(Some records)
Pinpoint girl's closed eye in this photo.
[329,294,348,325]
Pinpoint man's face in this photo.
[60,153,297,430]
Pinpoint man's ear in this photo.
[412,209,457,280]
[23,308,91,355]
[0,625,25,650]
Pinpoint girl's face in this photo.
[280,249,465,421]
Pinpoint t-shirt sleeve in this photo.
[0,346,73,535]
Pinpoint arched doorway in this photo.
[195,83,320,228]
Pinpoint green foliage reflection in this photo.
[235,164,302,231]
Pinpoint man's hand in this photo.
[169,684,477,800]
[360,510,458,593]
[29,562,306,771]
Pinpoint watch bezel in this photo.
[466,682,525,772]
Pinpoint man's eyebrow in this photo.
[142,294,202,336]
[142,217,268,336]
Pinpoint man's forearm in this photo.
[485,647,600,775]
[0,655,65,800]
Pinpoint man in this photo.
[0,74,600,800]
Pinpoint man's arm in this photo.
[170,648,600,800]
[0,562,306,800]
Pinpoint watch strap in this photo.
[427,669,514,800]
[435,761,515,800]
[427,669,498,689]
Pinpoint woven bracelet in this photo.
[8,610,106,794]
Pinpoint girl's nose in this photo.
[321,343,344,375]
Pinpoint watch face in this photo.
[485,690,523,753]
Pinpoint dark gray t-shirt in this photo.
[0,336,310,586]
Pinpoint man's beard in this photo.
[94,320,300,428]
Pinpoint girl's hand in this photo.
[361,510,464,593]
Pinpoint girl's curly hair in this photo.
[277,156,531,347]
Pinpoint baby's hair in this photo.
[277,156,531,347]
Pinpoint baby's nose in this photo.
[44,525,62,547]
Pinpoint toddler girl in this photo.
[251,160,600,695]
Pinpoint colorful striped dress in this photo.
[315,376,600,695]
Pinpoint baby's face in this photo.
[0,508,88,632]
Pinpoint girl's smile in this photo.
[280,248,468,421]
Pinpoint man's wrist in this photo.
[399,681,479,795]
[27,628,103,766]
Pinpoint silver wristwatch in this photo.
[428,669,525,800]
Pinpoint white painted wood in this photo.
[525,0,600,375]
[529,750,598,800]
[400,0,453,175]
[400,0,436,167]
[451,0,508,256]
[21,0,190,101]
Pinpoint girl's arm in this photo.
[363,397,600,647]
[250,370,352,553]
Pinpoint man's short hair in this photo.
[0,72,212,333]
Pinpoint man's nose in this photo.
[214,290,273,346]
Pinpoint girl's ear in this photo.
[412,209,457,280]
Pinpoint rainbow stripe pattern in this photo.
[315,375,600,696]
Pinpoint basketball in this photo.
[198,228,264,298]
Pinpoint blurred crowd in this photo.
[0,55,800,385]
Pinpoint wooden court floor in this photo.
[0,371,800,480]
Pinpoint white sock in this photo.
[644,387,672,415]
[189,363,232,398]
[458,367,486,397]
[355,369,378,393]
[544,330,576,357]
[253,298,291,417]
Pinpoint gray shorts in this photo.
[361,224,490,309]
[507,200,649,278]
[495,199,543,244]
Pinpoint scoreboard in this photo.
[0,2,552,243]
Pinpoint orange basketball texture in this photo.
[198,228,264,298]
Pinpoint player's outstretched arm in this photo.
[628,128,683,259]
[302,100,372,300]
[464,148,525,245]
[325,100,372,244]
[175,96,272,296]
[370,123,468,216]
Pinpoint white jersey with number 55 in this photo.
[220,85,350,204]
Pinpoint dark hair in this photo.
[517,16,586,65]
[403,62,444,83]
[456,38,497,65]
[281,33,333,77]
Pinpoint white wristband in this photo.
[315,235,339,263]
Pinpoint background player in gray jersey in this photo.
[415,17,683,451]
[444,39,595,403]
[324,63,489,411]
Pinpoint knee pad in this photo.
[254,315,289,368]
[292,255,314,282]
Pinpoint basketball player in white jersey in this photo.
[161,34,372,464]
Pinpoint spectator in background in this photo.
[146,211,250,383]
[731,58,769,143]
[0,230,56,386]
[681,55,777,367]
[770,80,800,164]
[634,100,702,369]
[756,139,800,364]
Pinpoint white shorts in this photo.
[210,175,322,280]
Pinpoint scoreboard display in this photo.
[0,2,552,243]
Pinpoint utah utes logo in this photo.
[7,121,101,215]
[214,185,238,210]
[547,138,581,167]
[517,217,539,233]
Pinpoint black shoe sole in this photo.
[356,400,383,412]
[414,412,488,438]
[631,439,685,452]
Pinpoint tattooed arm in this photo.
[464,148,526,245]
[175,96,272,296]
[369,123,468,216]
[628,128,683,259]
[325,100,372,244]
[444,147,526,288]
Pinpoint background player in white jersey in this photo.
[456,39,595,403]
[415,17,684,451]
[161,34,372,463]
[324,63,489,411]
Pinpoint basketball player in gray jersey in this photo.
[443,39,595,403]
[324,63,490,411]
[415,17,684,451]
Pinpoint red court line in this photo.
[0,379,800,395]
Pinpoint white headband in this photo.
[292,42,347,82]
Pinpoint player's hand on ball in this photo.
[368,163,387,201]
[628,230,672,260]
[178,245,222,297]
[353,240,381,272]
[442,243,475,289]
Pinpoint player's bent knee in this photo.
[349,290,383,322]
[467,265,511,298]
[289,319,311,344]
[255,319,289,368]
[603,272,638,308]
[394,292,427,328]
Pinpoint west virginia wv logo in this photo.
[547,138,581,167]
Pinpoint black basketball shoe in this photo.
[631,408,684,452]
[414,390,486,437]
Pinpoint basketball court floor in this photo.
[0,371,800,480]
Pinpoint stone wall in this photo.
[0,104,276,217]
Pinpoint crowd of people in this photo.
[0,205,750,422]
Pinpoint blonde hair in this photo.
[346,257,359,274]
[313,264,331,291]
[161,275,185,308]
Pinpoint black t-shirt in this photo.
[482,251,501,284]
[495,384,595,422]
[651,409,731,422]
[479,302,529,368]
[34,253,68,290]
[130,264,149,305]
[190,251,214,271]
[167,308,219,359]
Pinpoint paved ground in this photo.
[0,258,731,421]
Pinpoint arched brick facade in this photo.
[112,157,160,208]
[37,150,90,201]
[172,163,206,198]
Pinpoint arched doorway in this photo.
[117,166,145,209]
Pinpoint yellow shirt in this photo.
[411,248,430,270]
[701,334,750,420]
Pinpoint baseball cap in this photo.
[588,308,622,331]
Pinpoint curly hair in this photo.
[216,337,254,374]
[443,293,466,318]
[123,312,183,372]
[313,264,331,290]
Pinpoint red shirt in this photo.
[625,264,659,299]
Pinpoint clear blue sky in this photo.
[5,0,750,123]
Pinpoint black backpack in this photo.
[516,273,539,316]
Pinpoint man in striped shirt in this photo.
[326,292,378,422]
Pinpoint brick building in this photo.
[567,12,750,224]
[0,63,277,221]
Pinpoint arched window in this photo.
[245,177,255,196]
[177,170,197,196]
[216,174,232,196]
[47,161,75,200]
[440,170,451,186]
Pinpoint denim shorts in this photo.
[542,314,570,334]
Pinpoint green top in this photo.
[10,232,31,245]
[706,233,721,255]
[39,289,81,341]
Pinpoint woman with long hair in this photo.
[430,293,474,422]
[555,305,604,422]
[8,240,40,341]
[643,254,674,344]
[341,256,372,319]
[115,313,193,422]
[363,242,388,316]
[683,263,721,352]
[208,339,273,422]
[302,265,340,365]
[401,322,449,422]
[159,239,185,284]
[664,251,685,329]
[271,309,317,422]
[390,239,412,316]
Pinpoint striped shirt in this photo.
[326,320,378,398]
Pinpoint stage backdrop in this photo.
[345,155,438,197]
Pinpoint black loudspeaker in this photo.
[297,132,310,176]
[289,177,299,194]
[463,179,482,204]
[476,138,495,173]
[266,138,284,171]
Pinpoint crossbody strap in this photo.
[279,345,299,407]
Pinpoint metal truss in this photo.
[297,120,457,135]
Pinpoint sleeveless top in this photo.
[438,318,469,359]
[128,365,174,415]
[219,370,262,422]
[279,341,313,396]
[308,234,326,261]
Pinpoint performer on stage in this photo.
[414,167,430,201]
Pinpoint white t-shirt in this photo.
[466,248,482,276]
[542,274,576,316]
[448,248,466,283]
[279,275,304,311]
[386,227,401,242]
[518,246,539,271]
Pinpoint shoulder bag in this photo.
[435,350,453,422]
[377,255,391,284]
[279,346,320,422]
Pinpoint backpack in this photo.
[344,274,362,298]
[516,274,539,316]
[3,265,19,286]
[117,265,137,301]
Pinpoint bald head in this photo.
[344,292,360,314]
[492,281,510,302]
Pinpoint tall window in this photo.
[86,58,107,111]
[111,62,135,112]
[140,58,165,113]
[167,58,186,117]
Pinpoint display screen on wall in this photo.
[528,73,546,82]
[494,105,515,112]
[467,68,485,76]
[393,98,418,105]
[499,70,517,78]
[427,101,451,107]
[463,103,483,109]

Exercise goal ::
Copy the records again, starting at the line that contains "Pinpoint bald head in this photo." and going through the end of the records, and substitute "high window" for "tall window". Keep everything else the same.

Result of this exercise ::
Pinpoint bald head in this photo.
[344,292,360,314]
[492,281,510,302]
Pinpoint high window in this photo.
[86,58,107,111]
[111,62,135,112]
[140,58,165,113]
[167,58,186,117]
Pinpoint display screen on wall in this photo.
[528,73,546,82]
[494,105,515,112]
[467,68,485,76]
[393,98,418,105]
[499,70,517,78]
[427,101,451,107]
[463,103,483,109]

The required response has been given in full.